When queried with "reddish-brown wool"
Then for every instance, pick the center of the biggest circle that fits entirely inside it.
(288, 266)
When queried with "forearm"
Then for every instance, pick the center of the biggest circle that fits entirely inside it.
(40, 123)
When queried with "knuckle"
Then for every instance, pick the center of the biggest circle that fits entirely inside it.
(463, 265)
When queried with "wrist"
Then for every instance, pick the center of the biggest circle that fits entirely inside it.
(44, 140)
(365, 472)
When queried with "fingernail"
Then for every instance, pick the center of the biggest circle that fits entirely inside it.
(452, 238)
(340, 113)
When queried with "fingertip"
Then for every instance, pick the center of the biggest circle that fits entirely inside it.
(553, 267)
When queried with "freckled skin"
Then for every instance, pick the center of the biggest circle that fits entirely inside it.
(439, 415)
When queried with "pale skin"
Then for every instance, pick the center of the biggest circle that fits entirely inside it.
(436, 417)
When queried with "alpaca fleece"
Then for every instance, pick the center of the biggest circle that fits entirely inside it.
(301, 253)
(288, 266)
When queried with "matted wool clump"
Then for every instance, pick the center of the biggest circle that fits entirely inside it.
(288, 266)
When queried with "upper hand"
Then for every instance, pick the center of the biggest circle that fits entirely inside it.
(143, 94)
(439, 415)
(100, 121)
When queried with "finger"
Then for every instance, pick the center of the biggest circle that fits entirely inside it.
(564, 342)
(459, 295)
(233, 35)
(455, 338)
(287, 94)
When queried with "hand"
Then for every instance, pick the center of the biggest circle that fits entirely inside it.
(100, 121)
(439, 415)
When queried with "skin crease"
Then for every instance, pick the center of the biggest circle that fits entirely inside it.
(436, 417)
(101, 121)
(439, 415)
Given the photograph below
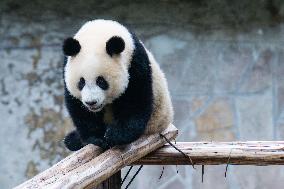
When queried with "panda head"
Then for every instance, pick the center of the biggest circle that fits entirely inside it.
(99, 56)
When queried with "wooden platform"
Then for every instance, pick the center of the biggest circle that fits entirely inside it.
(87, 169)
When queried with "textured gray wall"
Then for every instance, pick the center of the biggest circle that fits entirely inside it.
(223, 61)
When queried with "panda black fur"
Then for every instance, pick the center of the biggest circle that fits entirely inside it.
(114, 89)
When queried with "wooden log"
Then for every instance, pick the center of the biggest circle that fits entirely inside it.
(214, 153)
(92, 171)
(112, 182)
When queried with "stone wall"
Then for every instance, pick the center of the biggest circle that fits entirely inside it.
(223, 61)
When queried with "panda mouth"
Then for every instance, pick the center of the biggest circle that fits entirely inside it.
(96, 108)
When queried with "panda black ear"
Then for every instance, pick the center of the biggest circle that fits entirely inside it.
(71, 46)
(115, 45)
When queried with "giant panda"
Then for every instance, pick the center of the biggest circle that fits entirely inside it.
(114, 89)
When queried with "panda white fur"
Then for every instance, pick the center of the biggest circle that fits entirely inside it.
(114, 89)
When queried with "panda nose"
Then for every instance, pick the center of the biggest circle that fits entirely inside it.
(91, 103)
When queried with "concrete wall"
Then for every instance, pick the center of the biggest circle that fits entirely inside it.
(223, 61)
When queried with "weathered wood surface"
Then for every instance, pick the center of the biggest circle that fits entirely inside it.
(84, 170)
(213, 153)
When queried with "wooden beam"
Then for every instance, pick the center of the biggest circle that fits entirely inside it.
(84, 170)
(214, 153)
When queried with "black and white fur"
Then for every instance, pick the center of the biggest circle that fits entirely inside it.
(114, 89)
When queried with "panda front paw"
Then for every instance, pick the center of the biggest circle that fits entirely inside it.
(73, 141)
(111, 136)
(98, 142)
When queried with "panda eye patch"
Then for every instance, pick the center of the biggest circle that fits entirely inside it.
(102, 83)
(81, 83)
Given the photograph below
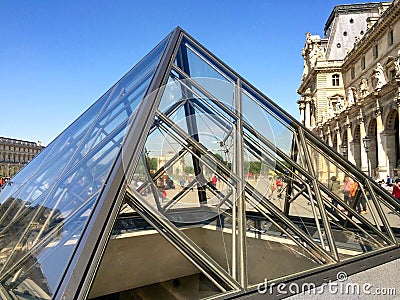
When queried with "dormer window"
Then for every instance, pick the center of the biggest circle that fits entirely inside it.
(335, 80)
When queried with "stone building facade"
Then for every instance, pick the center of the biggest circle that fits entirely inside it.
(350, 88)
(15, 154)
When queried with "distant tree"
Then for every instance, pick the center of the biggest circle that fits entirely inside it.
(255, 167)
(152, 163)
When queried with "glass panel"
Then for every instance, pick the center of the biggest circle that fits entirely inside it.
(263, 126)
(171, 273)
(351, 237)
(269, 243)
(391, 211)
(175, 186)
(208, 76)
(38, 222)
(39, 269)
(188, 187)
(59, 151)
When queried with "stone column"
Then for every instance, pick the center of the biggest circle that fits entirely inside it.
(302, 113)
(389, 137)
(380, 140)
(350, 144)
(364, 158)
(307, 112)
(338, 139)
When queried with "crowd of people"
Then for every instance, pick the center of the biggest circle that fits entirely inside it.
(348, 190)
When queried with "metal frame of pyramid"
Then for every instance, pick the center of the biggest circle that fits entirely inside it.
(60, 212)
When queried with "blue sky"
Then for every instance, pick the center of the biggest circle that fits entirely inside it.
(58, 57)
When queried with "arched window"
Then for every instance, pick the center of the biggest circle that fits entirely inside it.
(335, 79)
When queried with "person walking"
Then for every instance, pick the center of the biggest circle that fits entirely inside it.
(396, 192)
(334, 187)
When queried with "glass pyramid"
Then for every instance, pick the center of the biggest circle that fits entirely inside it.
(184, 168)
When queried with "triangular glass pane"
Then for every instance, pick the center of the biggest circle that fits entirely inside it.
(68, 179)
(269, 242)
(193, 62)
(171, 273)
(391, 210)
(265, 126)
(185, 196)
(353, 235)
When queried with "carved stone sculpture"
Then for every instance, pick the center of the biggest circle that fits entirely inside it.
(380, 76)
(364, 88)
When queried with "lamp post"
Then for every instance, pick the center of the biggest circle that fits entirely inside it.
(344, 148)
(367, 142)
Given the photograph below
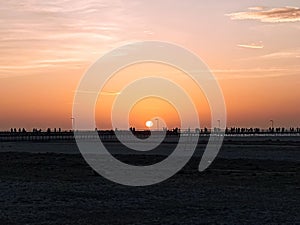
•••••
Count the lines in the rows above that contain the word "panda", and give only that number.

9